Which lines in the entries below contain the word "white"? Find them and copy each one.

Excerpts from a dataset on pointing at objects:

-*-

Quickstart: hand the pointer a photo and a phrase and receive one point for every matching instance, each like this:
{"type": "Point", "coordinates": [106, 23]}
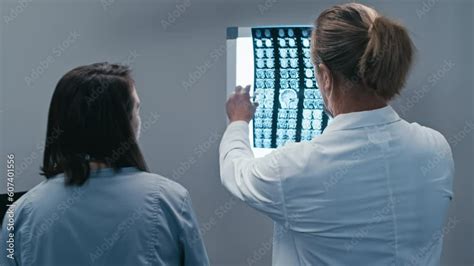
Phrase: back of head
{"type": "Point", "coordinates": [90, 119]}
{"type": "Point", "coordinates": [363, 48]}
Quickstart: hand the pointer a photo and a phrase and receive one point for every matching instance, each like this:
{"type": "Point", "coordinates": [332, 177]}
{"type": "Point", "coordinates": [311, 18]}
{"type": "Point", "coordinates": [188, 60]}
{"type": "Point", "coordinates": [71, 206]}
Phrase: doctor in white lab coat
{"type": "Point", "coordinates": [373, 189]}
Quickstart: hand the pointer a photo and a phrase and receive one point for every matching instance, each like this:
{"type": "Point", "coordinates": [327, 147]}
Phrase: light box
{"type": "Point", "coordinates": [276, 62]}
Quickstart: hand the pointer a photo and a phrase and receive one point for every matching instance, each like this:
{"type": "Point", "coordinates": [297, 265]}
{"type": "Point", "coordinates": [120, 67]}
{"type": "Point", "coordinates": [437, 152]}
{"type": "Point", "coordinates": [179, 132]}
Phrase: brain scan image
{"type": "Point", "coordinates": [288, 99]}
{"type": "Point", "coordinates": [290, 105]}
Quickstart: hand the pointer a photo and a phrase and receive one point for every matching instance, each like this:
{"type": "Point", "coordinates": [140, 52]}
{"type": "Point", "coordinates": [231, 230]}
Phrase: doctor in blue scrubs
{"type": "Point", "coordinates": [373, 189]}
{"type": "Point", "coordinates": [99, 205]}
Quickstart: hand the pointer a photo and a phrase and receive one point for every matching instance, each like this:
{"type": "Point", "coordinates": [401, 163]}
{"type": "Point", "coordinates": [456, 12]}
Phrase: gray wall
{"type": "Point", "coordinates": [43, 39]}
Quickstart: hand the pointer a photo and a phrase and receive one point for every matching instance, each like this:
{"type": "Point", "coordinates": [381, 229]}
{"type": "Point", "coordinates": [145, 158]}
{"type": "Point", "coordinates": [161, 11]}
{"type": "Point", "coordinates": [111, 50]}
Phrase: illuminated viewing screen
{"type": "Point", "coordinates": [276, 62]}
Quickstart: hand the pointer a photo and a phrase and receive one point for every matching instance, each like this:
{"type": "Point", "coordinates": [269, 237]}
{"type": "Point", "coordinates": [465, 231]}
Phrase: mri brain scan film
{"type": "Point", "coordinates": [290, 104]}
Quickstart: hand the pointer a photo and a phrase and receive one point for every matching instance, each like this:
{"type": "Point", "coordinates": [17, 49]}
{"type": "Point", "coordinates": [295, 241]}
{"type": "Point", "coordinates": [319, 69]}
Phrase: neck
{"type": "Point", "coordinates": [97, 165]}
{"type": "Point", "coordinates": [357, 103]}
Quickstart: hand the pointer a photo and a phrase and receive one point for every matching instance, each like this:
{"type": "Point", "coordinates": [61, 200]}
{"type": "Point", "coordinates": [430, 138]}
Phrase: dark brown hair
{"type": "Point", "coordinates": [362, 47]}
{"type": "Point", "coordinates": [90, 119]}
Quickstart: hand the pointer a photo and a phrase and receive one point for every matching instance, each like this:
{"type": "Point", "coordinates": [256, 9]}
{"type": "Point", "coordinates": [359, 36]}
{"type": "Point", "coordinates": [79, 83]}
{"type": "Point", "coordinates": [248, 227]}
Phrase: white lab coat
{"type": "Point", "coordinates": [373, 189]}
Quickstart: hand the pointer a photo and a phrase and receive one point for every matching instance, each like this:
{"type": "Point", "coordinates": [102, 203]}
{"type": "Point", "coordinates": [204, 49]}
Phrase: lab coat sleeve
{"type": "Point", "coordinates": [256, 181]}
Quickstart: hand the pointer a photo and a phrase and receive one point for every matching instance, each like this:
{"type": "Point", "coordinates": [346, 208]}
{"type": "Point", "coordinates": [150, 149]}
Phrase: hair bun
{"type": "Point", "coordinates": [387, 57]}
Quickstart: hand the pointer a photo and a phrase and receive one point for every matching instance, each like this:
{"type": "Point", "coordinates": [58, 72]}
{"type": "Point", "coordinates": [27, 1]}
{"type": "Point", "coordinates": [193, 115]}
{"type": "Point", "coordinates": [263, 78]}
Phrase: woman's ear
{"type": "Point", "coordinates": [325, 80]}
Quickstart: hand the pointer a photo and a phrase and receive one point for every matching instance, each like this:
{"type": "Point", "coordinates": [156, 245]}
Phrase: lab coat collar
{"type": "Point", "coordinates": [381, 116]}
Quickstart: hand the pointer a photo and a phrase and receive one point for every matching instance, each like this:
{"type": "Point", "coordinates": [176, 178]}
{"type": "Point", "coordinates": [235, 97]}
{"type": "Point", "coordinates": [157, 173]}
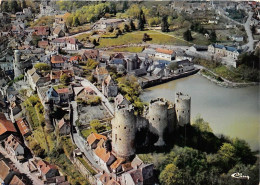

-*-

Task solution:
Phrase: doctor in white lab coat
Phrase: white lab coat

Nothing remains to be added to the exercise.